(Excerpted passage begins)

Ireland celebrates Christmas
Religious services, frantic shopping and heavy postal loads mark the festive period in Dublin
Ireland celebrated Christmas day yesterday with religious ceremonies throughout the country. In the capital, the Pro-Cathedral was the setting for a solemn High Mass at both 6 o’clock and 12 o’clock, the latter presided over by Dr Walsh, the Archbishop of Dublin, and attended by the Lord Mayor and the Corporation, accompanied by the sword and mace bearers. As befitted the occasion, an air of solemnity prevailed: the altar and sanctuary of the cathedral was tastefully decorated and sacred music was provided by the choir under the direction of Mr Joseph O’Brien.
Across the city, devotions began with the celebration of Holy Communion from 8am in St. Patrick’s Cathedral, the service commencing with the entrance of a choir singing 'O Come all ye faithful’. The sermon was preached by the Dean of St. Patrick’s, who remarked on how the ‘principle of the Christian divine life was radically different from that of the world’s view of greatness. Napoleon conquered nations by force, using as his means the weapons of fire and sword, but now where was his glory? It was gone before he died, and there was none now to rise up and call him blessed.’
The Christmas rush at the General Post Office in London. (Image: Illustrated London News [London, England], 27 December 1913)
In hospitals across the city, special efforts were made to brighten the lot of those unfortunate to be away from family and home for the festive period.

(Excerpted passage ends)
(Given records begins)

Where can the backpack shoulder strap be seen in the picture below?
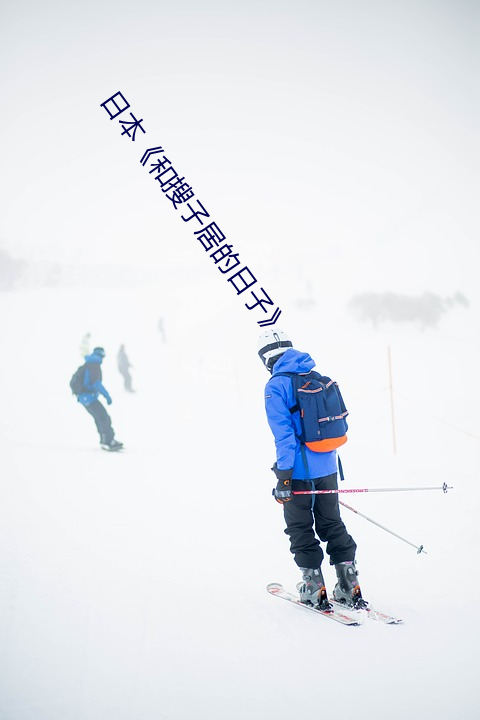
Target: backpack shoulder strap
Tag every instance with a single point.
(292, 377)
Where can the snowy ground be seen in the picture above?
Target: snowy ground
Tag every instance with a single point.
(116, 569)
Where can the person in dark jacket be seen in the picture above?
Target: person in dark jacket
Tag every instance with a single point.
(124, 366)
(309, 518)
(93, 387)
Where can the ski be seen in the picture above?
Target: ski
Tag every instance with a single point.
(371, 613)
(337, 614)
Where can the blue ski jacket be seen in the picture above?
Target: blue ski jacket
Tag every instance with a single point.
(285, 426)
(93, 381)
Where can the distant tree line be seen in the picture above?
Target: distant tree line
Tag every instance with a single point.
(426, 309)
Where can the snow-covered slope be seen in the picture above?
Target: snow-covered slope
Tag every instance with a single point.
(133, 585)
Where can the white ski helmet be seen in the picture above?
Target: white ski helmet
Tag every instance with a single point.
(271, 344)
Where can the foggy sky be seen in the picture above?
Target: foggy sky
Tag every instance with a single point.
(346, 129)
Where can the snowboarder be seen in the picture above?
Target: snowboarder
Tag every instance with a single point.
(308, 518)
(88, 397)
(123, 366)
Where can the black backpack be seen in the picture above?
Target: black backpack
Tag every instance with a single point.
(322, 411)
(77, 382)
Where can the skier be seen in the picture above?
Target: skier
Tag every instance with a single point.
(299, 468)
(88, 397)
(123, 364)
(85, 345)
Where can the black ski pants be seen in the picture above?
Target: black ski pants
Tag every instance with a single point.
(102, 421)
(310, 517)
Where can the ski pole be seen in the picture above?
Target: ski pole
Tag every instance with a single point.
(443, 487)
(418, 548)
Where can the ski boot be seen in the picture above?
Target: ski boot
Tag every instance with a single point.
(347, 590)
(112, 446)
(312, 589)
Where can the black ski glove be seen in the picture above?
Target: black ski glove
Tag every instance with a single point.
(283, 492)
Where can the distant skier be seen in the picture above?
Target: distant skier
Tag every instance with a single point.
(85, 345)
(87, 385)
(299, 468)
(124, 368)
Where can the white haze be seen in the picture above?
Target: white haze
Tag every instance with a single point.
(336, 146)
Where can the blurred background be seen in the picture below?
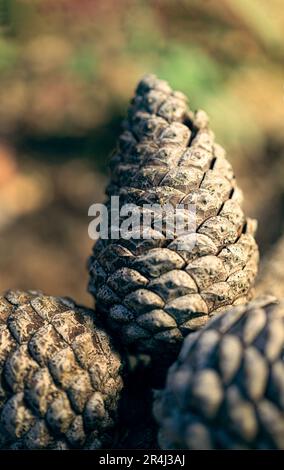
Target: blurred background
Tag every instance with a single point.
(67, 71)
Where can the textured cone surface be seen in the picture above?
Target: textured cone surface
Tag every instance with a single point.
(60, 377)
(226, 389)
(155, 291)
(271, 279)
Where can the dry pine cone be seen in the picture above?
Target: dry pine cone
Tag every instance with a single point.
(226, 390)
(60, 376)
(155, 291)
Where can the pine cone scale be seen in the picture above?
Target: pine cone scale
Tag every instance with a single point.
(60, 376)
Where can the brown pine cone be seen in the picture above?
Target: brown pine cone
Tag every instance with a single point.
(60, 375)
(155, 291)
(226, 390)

(Given records ends)

Task list:
a. Answer these questions from the Christmas in Ireland report:
(i) Who presided over the 12 o'clock High Mass at the Pro-Cathedral?
(ii) Which hymn was the choir singing as it entered at the start of the service in St. Patrick's Cathedral?
(iii) Which publication and date does the image caption give?
b. Write the next part of the Christmas in Ireland report, picking up after its final sentence.

Answers to the tasks:
a.
(i) Dr Walsh, the Archbishop of Dublin.
(ii) 'O Come all ye faithful'.
(iii) The Illustrated London News, 27 December 1913.

b.
In the Coombe hospital, which sits amidst the city’s slum area, the wards were decorated, the standard dietary regime was relaxed for the day and a ‘liberal fare’ was reported to have been dished up for the patients. In the National Children’s Hospital on Harcourt Street, generous donations ensured that there was a ‘profusion of toys’ and plenty of smiling faces among the children. The celebrations are set to continue into the new year: on January 8th, a Christmas tree gifted by Lord Powerscourt will be covered with toys for the patients. At the Royal Hospital for incurables, patients were treated to a dinner of roast beef, chicken, and ham, followed by plum pudding, fruit cakes, sweets and other delicacies, while male patients were also presented with pipes and a supply of tobacco.
Balancing the working demands of the hospital with the Christmas spirit was no easy task in Jervis Street where the accident department was busy throughout the day. However, many of those presenting did so with trivial injuries, quite a number of which resulted from burns sustained in the course of cooking the Christmas dinner.
Listen to The Irish Times report on Christmas shopping on Grafton Street, Dublin, in December 1913 and the contrasting scenes of opulence and destitution within the city (RTÉ Radio One, Lockout Podcasts)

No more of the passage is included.